Swap every "Please spot" in the listing below for "Please locate" and write the lines out again with everything else unchanged. Leave the pictures out of your answer.
* begin *
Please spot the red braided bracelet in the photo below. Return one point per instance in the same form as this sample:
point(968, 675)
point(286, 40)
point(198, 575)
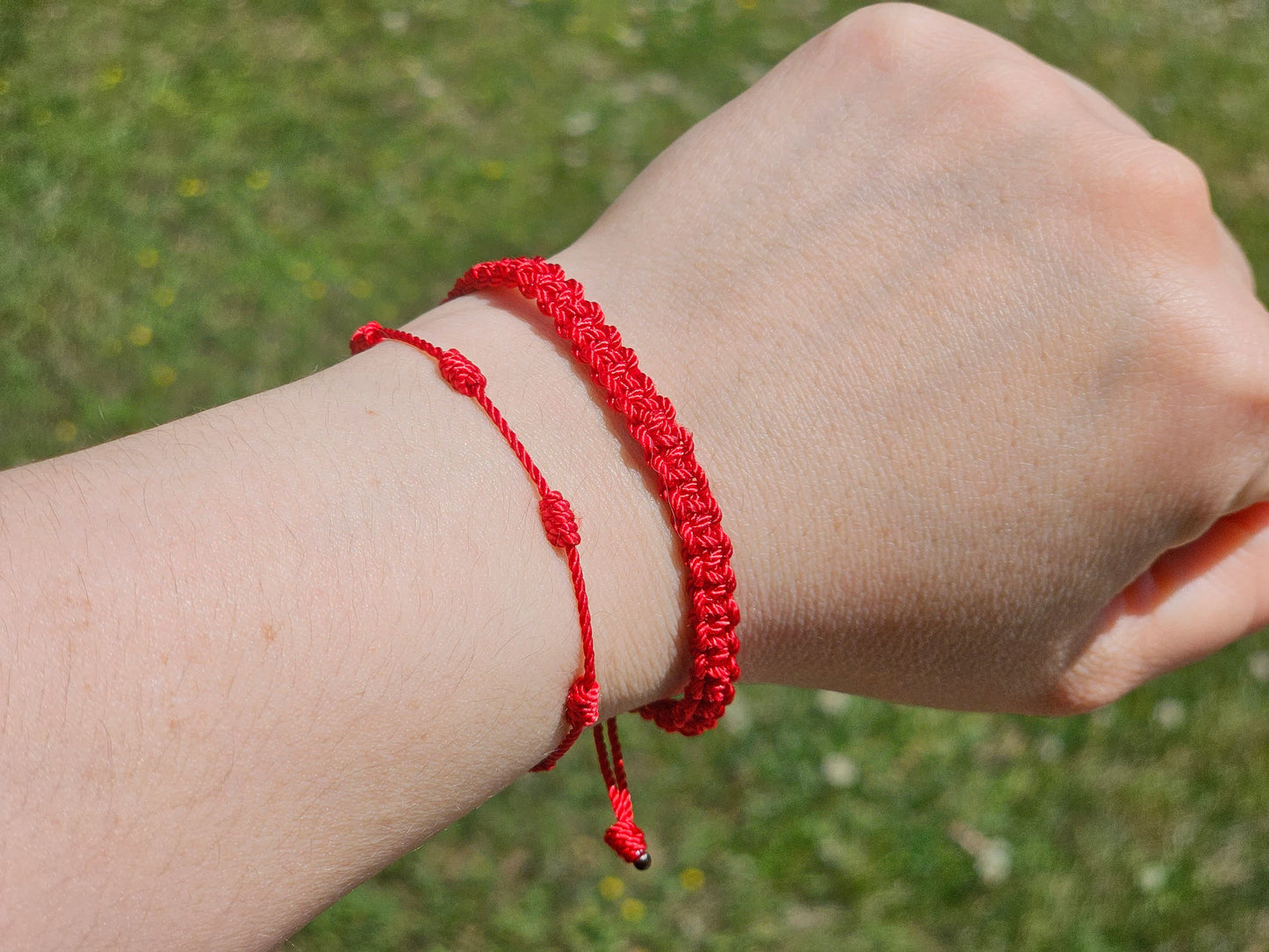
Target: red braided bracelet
point(667, 451)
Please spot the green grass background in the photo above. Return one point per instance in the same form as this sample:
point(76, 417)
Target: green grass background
point(201, 199)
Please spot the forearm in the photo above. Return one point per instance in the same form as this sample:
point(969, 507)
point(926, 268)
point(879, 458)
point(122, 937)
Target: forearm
point(256, 655)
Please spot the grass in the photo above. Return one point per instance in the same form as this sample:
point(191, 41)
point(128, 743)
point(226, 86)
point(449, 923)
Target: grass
point(201, 199)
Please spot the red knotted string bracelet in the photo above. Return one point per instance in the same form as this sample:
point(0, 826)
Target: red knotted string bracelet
point(667, 451)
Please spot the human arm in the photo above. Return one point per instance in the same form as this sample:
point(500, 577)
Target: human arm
point(946, 430)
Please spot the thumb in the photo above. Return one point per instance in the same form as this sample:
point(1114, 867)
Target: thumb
point(1191, 602)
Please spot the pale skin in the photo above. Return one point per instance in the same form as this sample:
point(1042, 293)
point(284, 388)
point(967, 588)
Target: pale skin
point(981, 386)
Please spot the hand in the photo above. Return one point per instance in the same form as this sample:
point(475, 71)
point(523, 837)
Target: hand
point(978, 379)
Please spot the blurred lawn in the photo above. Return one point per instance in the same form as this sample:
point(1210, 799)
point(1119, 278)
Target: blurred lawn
point(201, 199)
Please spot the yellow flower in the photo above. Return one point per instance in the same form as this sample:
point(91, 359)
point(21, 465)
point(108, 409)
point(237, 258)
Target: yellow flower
point(610, 888)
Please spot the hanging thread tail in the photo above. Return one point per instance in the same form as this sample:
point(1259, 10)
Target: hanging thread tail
point(624, 837)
* end *
**Solution for this task**
Please locate the red braided bracelet in the photo below. Return one point per instance in the same form as this sample:
point(968, 675)
point(286, 40)
point(198, 575)
Target: red braided bracelet
point(667, 451)
Please locate the green grass background in the photo above. Return one point per instance in the same form as this sample:
point(76, 417)
Target: green grass background
point(201, 199)
Please locate the forearm in the photo above. Return one point per instance in the same form as this sample:
point(969, 507)
point(926, 268)
point(879, 458)
point(122, 937)
Target: forearm
point(256, 655)
Please locate the grass in the photo above. Return one point per instance in the same form as this sample:
point(191, 41)
point(128, 743)
point(226, 86)
point(449, 923)
Target: grass
point(201, 199)
Please locate the red knotted string bracelet in the photo above. Return one point per instance in the same form as this sample:
point(0, 826)
Target: red knotted string bracelet
point(667, 451)
Please locate the human arm in the photo above. Return one point per instance in the same form as this sample:
point(500, 577)
Target: human arm
point(946, 430)
Please locate the thumb in the photo above. Return one point per instance in the same form as this sample:
point(1114, 867)
Target: thumb
point(1191, 602)
Please locate the pale skin in the photo above. Return one point per instance in the same form as this sample:
point(1042, 293)
point(284, 388)
point(967, 588)
Target: pale skin
point(981, 386)
Please locate the hand in the photo above. Return one point per instance in the same form as this sample:
point(475, 71)
point(523, 837)
Target: hand
point(978, 379)
Please locate the blurred lawn in the photo above. Return one point per instance in the same form as this sample:
point(1210, 799)
point(1119, 278)
Target: blurred lawn
point(201, 199)
Please locate the yellow flower in the photo above. Return one point per instance in the same form as this sample:
point(91, 359)
point(21, 465)
point(108, 409)
point(237, 258)
Target: yellow flower
point(610, 888)
Please locate the hanging thread tail in the photo above. Return one point per instance in the same form as this sample:
point(1259, 10)
Target: hanging thread tail
point(624, 837)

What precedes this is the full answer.